Copy the material below word for word, but leave out the pictures.
-- start of Provided data --
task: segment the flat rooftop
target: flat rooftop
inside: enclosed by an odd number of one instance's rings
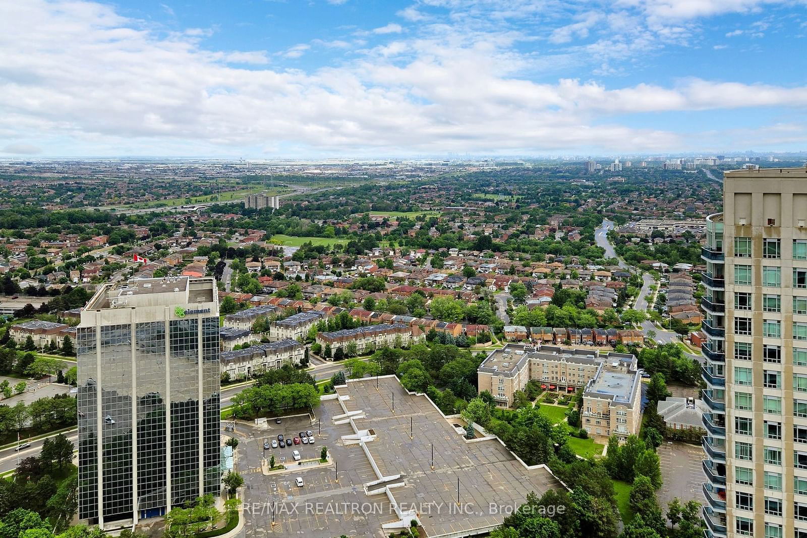
[[[504,519],[504,507],[515,509],[530,492],[563,487],[546,467],[526,467],[498,439],[466,442],[453,425],[460,420],[445,419],[425,396],[409,394],[396,377],[350,380],[337,391],[349,412],[363,411],[353,419],[356,428],[376,436],[366,453],[358,444],[354,449],[370,460],[377,478],[404,475],[392,481],[404,485],[391,495],[402,509],[417,509],[429,536],[491,528]],[[389,532],[379,529],[378,536]]]
[[[85,310],[151,307],[174,304],[180,300],[184,304],[212,302],[214,296],[218,297],[218,290],[212,277],[132,278],[104,284],[90,299]]]
[[[597,375],[589,382],[584,394],[600,397],[612,396],[615,402],[631,403],[637,382],[640,382],[638,372],[620,372],[604,365]]]
[[[737,170],[726,170],[723,173],[723,176],[727,178],[779,177],[781,179],[807,179],[807,166],[793,168],[761,168],[750,166]]]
-- end of Provided data --
Final answer -
task: segment the flat rooftop
target: flat rooftop
inside: enclosed by an odd number of one instance's rings
[[[504,519],[504,507],[515,509],[530,492],[563,487],[546,467],[526,467],[498,439],[466,442],[453,425],[460,420],[445,419],[425,396],[409,394],[396,377],[350,380],[337,391],[349,412],[363,411],[353,419],[356,428],[376,436],[366,453],[358,444],[354,449],[370,460],[377,478],[404,475],[392,481],[404,485],[391,495],[402,509],[417,509],[429,536],[491,528]],[[389,532],[379,529],[378,536]]]
[[[85,310],[151,307],[174,304],[180,300],[184,304],[212,302],[214,296],[218,297],[218,290],[212,277],[132,278],[104,284],[90,299]]]
[[[597,375],[589,382],[584,394],[600,397],[612,396],[615,402],[631,403],[637,382],[640,382],[638,372],[620,372],[604,365]]]
[[[737,170],[726,170],[723,173],[723,176],[727,178],[779,177],[781,179],[807,179],[807,166],[793,168],[761,168],[750,166]]]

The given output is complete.